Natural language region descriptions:

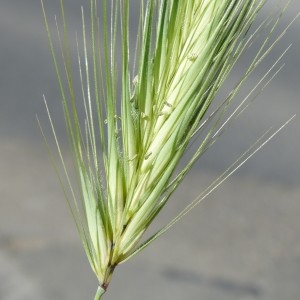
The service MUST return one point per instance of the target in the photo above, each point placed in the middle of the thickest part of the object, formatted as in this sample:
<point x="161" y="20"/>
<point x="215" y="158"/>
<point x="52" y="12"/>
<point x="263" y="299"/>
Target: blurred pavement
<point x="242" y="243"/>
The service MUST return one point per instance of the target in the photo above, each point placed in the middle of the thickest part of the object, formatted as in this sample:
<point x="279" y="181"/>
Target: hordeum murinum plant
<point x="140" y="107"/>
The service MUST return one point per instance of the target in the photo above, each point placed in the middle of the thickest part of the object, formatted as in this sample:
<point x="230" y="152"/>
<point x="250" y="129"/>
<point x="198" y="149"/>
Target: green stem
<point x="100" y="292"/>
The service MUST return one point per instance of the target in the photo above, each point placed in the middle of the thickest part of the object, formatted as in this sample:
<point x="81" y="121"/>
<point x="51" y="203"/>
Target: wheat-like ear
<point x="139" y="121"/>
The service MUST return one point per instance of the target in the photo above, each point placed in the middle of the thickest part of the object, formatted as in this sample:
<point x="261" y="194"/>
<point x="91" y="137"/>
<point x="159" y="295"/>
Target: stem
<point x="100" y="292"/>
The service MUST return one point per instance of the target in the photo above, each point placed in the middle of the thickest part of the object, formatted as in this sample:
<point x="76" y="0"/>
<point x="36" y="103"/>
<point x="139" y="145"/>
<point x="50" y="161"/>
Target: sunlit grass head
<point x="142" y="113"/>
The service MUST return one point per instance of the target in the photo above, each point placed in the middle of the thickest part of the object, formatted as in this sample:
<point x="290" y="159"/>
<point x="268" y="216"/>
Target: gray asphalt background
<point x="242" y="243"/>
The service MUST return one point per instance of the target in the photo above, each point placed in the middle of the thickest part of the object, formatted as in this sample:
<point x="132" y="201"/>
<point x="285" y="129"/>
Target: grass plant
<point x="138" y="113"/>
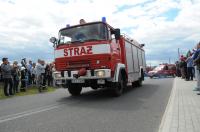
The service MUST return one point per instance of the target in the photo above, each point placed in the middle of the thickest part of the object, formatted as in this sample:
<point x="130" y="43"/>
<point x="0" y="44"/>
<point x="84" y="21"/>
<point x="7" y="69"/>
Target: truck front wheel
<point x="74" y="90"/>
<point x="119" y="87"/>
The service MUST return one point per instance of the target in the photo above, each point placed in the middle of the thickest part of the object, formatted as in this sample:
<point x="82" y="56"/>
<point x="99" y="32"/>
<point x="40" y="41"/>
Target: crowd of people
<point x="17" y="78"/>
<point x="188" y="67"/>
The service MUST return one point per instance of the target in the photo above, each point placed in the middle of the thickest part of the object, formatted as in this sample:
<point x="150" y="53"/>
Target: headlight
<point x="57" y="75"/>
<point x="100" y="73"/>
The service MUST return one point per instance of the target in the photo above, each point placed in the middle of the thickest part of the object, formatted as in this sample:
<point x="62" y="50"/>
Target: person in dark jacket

Your goal:
Before duplicating the entries above, strip out the pictures and keep the rest exact.

Answer below:
The service MUST return one point per instance of the target in the photo above, each point placed in the middle of the thickest part of the object, formatted as in this sample:
<point x="161" y="20"/>
<point x="215" y="158"/>
<point x="52" y="12"/>
<point x="263" y="299"/>
Target: blurred pavement
<point x="242" y="243"/>
The service MUST return one point per instance of the target in the photo above, each point placed in the middle of the thickest part of the object, formatted as in this sample:
<point x="279" y="181"/>
Target: hordeum murinum plant
<point x="140" y="107"/>
The service MUST return one point per instance of the target in the photo above, each point placed in the middle of the thickest part of the object, formatted as in this sample:
<point x="230" y="152"/>
<point x="250" y="129"/>
<point x="198" y="149"/>
Target: green stem
<point x="100" y="292"/>
The service MUST return one point per instance of the target in the photo above, each point placed in the middle of the thickest part of the object, formatted as in this sample:
<point x="81" y="121"/>
<point x="51" y="203"/>
Target: wheat-like ear
<point x="139" y="121"/>
The service MUST return one point per instance of the target in the photo above, each point placed in the middle of the thickest part of the object, formatted as in this sample:
<point x="261" y="194"/>
<point x="91" y="137"/>
<point x="159" y="295"/>
Target: stem
<point x="100" y="292"/>
The service MUST return one point per instance of the target in the photo above, each point placed in the middle of the thickest part of the object, formatted as in this sample:
<point x="76" y="0"/>
<point x="36" y="103"/>
<point x="139" y="145"/>
<point x="50" y="161"/>
Target: sunlit grass head
<point x="142" y="113"/>
The service MUST return one point per instance of the target in the photo above, each point placed in the middle of the thickest part of the object, formatted as in this sample:
<point x="290" y="159"/>
<point x="268" y="216"/>
Target: gray asphalt background
<point x="242" y="243"/>
The service MUST return one point per instance of the target in the photo above, each point placed in the middle of the thickest part of the object, formatted as in this sample:
<point x="132" y="201"/>
<point x="285" y="129"/>
Target: grass plant
<point x="138" y="113"/>
The service MUST return one point per instance of the target in the photo above, each point placed in the middle of the thickest part of the object, formatted as in this sample:
<point x="130" y="43"/>
<point x="0" y="44"/>
<point x="84" y="21"/>
<point x="7" y="69"/>
Target: truck front wheel
<point x="74" y="90"/>
<point x="119" y="87"/>
The service MUST return one point per instance of the target in the photo above, each point placed in the middle of the thickest part of the object, formatted as in this sample:
<point x="82" y="56"/>
<point x="99" y="32"/>
<point x="40" y="41"/>
Target: crowd of people
<point x="17" y="78"/>
<point x="188" y="67"/>
The service MUST return one point per instance of the target in the photo above, each point placed in the middle of the thickest part of the object, formatted as in this sample:
<point x="150" y="53"/>
Target: headlight
<point x="57" y="75"/>
<point x="100" y="73"/>
The service MUST return one point per instance of the target in the photo above, each point placed in the middle of the thickest part of the object, formatted as in this sample:
<point x="62" y="50"/>
Target: person in dark jacket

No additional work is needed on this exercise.